-- Record excerpts --
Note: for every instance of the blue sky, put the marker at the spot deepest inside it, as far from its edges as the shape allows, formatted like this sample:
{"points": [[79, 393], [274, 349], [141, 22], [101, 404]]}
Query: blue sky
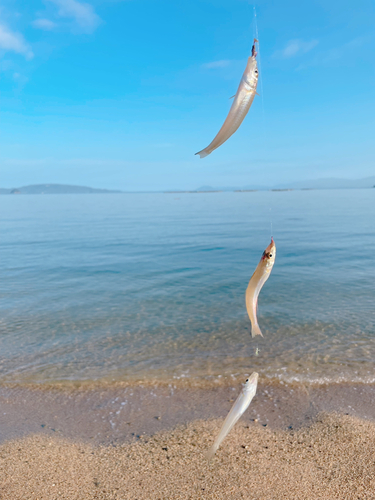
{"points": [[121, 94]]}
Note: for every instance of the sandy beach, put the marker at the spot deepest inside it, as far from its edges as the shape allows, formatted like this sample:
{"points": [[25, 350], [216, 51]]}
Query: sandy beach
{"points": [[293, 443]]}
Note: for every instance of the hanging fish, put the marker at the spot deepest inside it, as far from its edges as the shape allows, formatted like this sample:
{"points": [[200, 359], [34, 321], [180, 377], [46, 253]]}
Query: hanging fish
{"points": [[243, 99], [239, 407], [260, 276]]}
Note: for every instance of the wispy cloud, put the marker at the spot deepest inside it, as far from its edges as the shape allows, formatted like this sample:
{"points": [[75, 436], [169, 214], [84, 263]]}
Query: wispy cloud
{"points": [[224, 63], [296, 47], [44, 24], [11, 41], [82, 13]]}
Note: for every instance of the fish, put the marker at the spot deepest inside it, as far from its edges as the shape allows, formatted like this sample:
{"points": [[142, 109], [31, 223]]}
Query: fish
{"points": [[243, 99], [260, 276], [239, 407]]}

-- What you are asked to do --
Transcribe all the lines above exactly, apart from the pictures.

-- Answer --
Note: for every instance of the blue sky, put the marker at the spot deepest inside it, as far from its edges as the shape allows, formatted like this sample:
{"points": [[79, 393], [274, 349], [141, 22], [101, 404]]}
Query: blue sky
{"points": [[121, 94]]}
Note: for every instance of the sandy beach, put the marker at the spot deepest inside it, as far from its edges as the shape allows, formatted like this sample:
{"points": [[25, 350], [216, 51]]}
Query: sandy beach
{"points": [[293, 443]]}
Note: for every instance of the hanging fish, put the marker at the spot deepest inside it, as far from its edges as the shape allows, formatted like this sample:
{"points": [[200, 359], [34, 321], [180, 377], [46, 253]]}
Query: hanging fish
{"points": [[243, 99], [239, 407], [260, 276]]}
Note: for every instance of the wispy cloud, put the marker at the spot deepest inside it, as far from its edges as the shape allows, formatted like this sample:
{"points": [[75, 436], [169, 214], [84, 263]]}
Query: wispy cloud
{"points": [[224, 63], [296, 47], [44, 24], [11, 41], [82, 13]]}
Note: for every instance of the fish, put the marker at the spot deepest inside it, as far from its edges as the shape allows, formatted like this sample:
{"points": [[142, 109], [31, 223]]}
Query: fish
{"points": [[243, 99], [260, 276], [239, 407]]}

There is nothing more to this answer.